The problem: Locate every line in the material below that contains the word "lamb", and copy each of those lines. Case counts.
>> Start Available data
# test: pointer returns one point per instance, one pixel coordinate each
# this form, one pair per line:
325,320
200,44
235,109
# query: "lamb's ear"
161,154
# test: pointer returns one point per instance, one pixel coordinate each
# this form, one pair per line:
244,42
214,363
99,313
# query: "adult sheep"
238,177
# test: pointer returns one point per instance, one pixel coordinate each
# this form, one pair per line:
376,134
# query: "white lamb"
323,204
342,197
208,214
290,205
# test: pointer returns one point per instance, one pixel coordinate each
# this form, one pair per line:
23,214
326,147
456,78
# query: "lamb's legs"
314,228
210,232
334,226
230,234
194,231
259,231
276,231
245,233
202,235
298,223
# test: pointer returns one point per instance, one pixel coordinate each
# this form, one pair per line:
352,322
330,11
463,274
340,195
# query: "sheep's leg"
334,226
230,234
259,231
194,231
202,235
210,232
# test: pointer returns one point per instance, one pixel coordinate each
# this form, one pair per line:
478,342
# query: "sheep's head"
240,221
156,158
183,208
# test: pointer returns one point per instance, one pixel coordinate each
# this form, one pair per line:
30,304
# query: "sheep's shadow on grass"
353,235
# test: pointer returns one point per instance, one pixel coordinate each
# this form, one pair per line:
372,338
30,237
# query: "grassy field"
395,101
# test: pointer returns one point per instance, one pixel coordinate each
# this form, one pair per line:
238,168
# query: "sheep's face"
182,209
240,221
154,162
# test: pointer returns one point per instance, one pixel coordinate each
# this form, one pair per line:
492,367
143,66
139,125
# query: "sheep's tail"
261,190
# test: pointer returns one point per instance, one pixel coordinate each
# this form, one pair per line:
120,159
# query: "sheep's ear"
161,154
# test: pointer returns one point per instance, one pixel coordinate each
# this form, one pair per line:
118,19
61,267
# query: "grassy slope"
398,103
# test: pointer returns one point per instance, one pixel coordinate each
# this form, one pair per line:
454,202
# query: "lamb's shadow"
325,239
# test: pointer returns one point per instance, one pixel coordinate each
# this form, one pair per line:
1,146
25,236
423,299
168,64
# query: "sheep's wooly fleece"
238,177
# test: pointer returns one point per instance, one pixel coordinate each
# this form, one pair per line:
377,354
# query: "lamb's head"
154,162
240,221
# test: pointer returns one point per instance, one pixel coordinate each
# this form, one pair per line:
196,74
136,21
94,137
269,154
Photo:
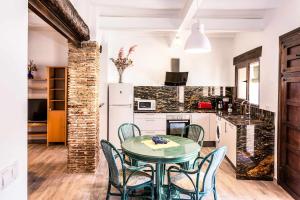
>> End Available data
Task result:
# query: "lamb's ear"
# query: "white lamb"
# query: "lamb's legs"
# query: "lamb's shadow"
# query: "lamb's head"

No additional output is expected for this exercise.